> Data lines
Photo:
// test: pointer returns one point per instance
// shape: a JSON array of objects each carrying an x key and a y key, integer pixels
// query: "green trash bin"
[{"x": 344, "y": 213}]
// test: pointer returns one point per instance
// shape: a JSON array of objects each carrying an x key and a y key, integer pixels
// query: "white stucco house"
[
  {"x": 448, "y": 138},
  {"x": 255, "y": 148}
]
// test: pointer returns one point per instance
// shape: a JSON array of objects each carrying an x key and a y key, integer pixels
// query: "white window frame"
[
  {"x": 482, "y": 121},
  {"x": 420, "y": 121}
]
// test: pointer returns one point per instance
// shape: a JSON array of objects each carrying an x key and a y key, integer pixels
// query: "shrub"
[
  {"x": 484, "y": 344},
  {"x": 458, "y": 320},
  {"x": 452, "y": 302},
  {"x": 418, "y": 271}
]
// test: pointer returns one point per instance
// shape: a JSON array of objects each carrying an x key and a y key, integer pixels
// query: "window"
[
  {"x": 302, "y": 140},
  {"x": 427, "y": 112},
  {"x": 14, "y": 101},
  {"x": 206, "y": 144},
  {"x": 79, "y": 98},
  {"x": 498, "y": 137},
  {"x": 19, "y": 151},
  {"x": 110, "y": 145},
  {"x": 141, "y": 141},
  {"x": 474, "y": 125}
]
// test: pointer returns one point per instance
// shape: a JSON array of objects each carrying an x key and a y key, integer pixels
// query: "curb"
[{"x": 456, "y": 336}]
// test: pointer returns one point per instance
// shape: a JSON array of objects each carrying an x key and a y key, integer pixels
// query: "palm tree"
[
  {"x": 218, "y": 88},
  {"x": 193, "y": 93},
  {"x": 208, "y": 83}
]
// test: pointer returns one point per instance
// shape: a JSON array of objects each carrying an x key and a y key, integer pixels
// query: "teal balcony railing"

> Task instructions
Transcribe the material above in its entirety. Match it exactly.

> Correct result
Photo:
// test: pointer returns one point per instance
// shape: a JSON array of objects each carrying an x key and a y key, integer pixels
// query: "green trash bin"
[{"x": 344, "y": 213}]
// test: pointer returns one point per instance
// shape: a JSON array of objects each carrying an x key and a y key, integer pixels
// query: "white stucco house"
[
  {"x": 448, "y": 138},
  {"x": 255, "y": 148}
]
// test: pointer returns one point per instance
// shape: a JSON array of objects each carrying an x key and a y key, integer pixels
// query: "white window frame"
[
  {"x": 482, "y": 121},
  {"x": 420, "y": 121}
]
// test: pointer returns one point per instance
// shape: a JSON array of objects each carrying an x key and a y key, integer pixels
// query: "shrub"
[
  {"x": 484, "y": 344},
  {"x": 458, "y": 320},
  {"x": 452, "y": 302},
  {"x": 418, "y": 271}
]
// test: pointer returns one point per instance
// shape: a JSON array of objects each carrying an x key and a y key, integer pixels
// query: "window"
[
  {"x": 302, "y": 140},
  {"x": 427, "y": 112},
  {"x": 14, "y": 101},
  {"x": 206, "y": 144},
  {"x": 79, "y": 98},
  {"x": 498, "y": 137},
  {"x": 19, "y": 151},
  {"x": 110, "y": 145},
  {"x": 141, "y": 141},
  {"x": 474, "y": 125}
]
// test: pointer returns one point per instance
// shape: a JSON array of objects each carrying an x key and a y key, integer pixels
// query: "curb"
[{"x": 456, "y": 336}]
// test: pointer returns one point per instance
// shape: a JSON array of objects each carrying an x key and a y key, integer pixels
// query: "palm tree"
[
  {"x": 218, "y": 88},
  {"x": 193, "y": 93},
  {"x": 208, "y": 83}
]
// test: pointer returns one point per instance
// shape: a JSON array of objects each carrying an x key and a y key, integer pixels
// query: "teal balcony railing"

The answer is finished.